SET EXERCISE: From the attic stair thread below, return the passage that begins at the words "The desire is" and stops after "Thanks in advance.", copied word for word.

DOCUMENT EXTRACT:
= = = =
# Existing fixed stair to renovated attic ... Can I use the existing 30" stair or do I need to increase width?



## allensamuels (Aug 26, 2020)

Here are the details:

This is an existing single story home. There is a 30" fixed stair to the attic. The attic is currently unfinished, but has large areas that meet IRC 305 head height requirements that the owner would like to capture.

The desire is to convert ~500-800SF of the attic to occupiable space. Can the existing 30" width stair serve the converted attic or does it need to be enlarged to meet 36min width?

Is there any wiggle room/advantage to considering this an "habitable attic" vs a "story"? Is it possible that the existing attic is considered "habitable" in it's current state (thus, there is no proposed change in classification -- just adding finishes)?

Any thoughts appreciated! I'm thinking outloud a bit here and probably missing something. I've dug through several threads about attic stairs on the forum and am not clear on my specific case. 

Working under 2015 IRC. Thanks in advance.


----------



## allensamuels (Aug 26, 2020)

Also worth noting that the rise/run is probably not to compliant, but I can't confirm until I check it out next week.


----------



## ADAguy (Aug 27, 2020)

All interesting questions, best practice if intending to occupy, make it wider with appropriate rise and run. Does attic have windows?


----------



## allensamuels (Aug 27, 2020)

ADAguy said:


> All interesting questions, best practice if intending to occupy, make it wider with appropriate rise and run. Does attic have windows?



Agree it's definitely the best practice. Increasing the width is likely managable, but rise/run will probably yield a top of stair landing with a ~5-6' ceiling height. Pulling on that thread will start to unravel the ground level layout (if the bottom of stair on level 1 needs to shift around).

There is currently a egress sized window in the attic, which I think helps the argument that the existing space is a habitable attic.

Owner mentioned popping a dormer in, but is trying to avoid for budget reasons. A dormer would also open some questions for me about whether it's a habitbale attic vs. story (a discussion I found on an old post).


----------



## Sifu (Aug 27, 2020)

As an attic stair I wouldn't worry about it.  As a stair to an occupied story or attic I would.  It is the difference between a means of egress and NOT a means of egress.  R311.4 requires a compliant stair from habitable attics, and that would trigger risers, treads, landing heights etc.  The argument as to whether it was designed as a habitable space with a compliant stair at the time of construction could be made, but that would be a tough argument to make.
= = = =
INFORMATION SUPPLIED:
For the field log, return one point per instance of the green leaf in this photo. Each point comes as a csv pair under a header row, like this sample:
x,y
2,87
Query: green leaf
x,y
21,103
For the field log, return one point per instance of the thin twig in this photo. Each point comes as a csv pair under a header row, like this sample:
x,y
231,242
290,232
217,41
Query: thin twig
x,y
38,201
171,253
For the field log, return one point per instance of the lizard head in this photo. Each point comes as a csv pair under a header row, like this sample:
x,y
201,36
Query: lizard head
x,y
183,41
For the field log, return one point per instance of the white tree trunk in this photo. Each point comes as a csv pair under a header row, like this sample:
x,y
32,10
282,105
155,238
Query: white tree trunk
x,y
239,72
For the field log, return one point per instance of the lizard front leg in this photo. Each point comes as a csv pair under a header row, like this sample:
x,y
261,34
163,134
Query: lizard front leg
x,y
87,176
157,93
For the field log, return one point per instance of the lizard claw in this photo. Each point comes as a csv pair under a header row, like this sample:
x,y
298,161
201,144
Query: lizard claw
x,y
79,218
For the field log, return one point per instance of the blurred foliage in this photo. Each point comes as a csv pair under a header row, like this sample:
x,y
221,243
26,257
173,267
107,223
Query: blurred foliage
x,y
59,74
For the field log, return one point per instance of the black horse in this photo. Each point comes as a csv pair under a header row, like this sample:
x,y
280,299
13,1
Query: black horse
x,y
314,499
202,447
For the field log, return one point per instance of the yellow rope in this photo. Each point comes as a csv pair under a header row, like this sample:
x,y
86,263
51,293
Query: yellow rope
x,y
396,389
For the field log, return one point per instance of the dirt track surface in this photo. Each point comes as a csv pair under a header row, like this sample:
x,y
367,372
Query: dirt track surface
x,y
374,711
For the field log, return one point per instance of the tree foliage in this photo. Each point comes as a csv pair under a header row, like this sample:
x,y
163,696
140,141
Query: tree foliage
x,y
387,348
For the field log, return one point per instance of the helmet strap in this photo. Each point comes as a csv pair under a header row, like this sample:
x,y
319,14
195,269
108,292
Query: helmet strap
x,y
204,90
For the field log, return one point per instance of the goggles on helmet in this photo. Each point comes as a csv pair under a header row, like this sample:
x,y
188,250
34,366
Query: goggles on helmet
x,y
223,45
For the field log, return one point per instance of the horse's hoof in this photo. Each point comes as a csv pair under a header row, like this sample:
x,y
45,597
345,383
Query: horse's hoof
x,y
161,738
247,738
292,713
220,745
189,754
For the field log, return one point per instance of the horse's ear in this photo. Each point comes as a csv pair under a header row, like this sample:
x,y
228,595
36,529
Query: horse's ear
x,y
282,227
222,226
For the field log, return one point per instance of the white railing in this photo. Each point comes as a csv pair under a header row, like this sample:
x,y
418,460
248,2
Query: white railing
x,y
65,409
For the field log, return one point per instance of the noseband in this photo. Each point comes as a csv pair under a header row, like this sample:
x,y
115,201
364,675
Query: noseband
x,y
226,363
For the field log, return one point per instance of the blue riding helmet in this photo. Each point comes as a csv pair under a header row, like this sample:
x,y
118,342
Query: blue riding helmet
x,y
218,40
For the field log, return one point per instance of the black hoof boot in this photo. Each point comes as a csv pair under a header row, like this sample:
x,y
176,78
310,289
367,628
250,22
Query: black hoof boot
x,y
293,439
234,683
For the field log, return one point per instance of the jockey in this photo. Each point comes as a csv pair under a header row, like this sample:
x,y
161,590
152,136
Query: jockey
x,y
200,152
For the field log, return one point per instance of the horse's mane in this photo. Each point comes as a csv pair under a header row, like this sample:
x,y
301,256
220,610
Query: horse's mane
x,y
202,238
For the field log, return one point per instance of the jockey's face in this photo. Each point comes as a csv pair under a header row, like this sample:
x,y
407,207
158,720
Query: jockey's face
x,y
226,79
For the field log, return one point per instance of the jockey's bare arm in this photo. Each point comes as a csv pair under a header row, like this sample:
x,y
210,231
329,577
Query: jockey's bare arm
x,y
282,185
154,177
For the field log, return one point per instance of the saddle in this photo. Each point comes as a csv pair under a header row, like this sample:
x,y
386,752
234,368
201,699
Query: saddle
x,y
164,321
= = = =
OUTPUT BELOW:
The desire is to convert ~500-800SF of the attic to occupiable space. Can the existing 30" width stair serve the converted attic or does it need to be enlarged to meet 36min width?

Is there any wiggle room/advantage to considering this an "habitable attic" vs a "story"? Is it possible that the existing attic is considered "habitable" in it's current state (thus, there is no proposed change in classification -- just adding finishes)?

Any thoughts appreciated! I'm thinking outloud a bit here and probably missing something. I've dug through several threads about attic stairs on the forum and am not clear on my specific case. 

Working under 2015 IRC. Thanks in advance.